Write out the records below word for word, please.

### Source data

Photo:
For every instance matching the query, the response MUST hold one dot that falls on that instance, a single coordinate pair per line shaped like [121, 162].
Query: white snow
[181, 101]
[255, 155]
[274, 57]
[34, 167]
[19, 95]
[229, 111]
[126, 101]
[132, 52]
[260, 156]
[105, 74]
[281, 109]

######

## Response area:
Photo:
For every instance matching the query, the response MUST hold one dot that falls on that instance, a single coordinate pair per line shaped like [121, 162].
Query: white snow
[181, 101]
[255, 155]
[274, 57]
[34, 167]
[19, 95]
[229, 111]
[126, 101]
[132, 52]
[260, 156]
[105, 74]
[281, 109]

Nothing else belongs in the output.